Sección del documento =>
El escenario de las apariciones cambia de Jerusalén a Galilea. Parece que, pese a las experiencias del Resucitado de los primeros momentos, los discípulos regresan a casa, a la vida cotidiana, a las ocupaciones de siempre. Algunos siguen vinculados, tal vez los galileos, y entre ellos Pedro parece seguir teniendo cierta autoridad, pues de él parte la iniciativa de ir a pescar: la vuelta a casa parece representar la vuelta a la vida de antes, volver a ser sólo un pescador de peces.
Pero la marcha a Galilea puede tener otra clave de lectura. La ofrece Marcos, en cuyo evangelio los ángeles mandan decir a los discípulos que vayan a Galilea: “allí lo veréis” (Mc 16, 7).
Si el episodio de Tomás nos recuerda que el lugar para poder ver al Señor es la comunidad, en la que se ingresa por el bautismo, que es el tema de reflexión de la segunda semana de Pascua, ahora la atención se fija en la Eucaristía. El bautismo es el momento del “primer amor”, la novedad de la fe, el sentirse una criatura nueva al nacer del agua y del espíritu. Y la eucaristía es el sacramento de la vida cotidiana. La vida cotidiana, el terruño, Galilea, las ocupaciones de siempre, la pesca en el lago… Todo eso puede ser, ciertamente, el lugar de la dimisión, del olvido y el abandono de lo que pareció un gran sueño. En la vida cotidiana puede ser “de noche” (cf. Jn 21,3), no se ve nada y esas ocupaciones cotidianas parecen estériles: no pescaron nada. Pero también en la vida cotidiana amanece, llega la luz, también ahí es posible “ver al Señor”. Él mismo se hace el encontradizo, llama e invita, y prepara para nosotros el pan.

Objetivo 1 =>
¿Puedes reescribir el fragmento de la sección del documento que va desde "Pero la marcha" hasta "(Mc 16, 7).", ambos incluidos, reemplazando "los ángeles" por "los mensajeros"?

Registros a usar =>
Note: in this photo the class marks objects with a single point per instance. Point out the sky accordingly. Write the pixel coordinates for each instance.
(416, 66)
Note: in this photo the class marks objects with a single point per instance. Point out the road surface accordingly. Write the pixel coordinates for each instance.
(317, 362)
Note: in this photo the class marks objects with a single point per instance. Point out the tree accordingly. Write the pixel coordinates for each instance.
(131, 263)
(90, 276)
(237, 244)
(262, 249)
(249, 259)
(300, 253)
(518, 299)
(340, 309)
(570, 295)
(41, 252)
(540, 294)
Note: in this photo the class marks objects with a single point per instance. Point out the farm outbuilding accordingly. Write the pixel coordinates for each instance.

--

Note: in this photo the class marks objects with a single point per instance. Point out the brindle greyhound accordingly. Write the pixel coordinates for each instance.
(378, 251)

Objetivo 2 =>
¿Qué líneas de los registros contienen la cadena "with"? Cópialas todas, distinguiendo entre mayúsculas y minúsculas.

Respuesta esperada 1 =>
Pero la marcha a Galilea puede tener otra clave de lectura. La ofrece Marcos, en cuyo evangelio los mensajeros mandan decir a los discípulos que vayan a Galilea: “allí lo veréis” (Mc 16, 7).

Respuesta esperada 2 =>
Note: in this photo the class marks objects with a single point per instance. Point out the sky accordingly. Write the pixel coordinates for each instance.
Note: in this photo the class marks objects with a single point per instance. Point out the road surface accordingly. Write the pixel coordinates for each instance.
Note: in this photo the class marks objects with a single point per instance. Point out the tree accordingly. Write the pixel coordinates for each instance.
Note: in this photo the class marks objects with a single point per instance. Point out the farm outbuilding accordingly. Write the pixel coordinates for each instance.
Note: in this photo the class marks objects with a single point per instance. Point out the brindle greyhound accordingly. Write the pixel coordinates for each instance.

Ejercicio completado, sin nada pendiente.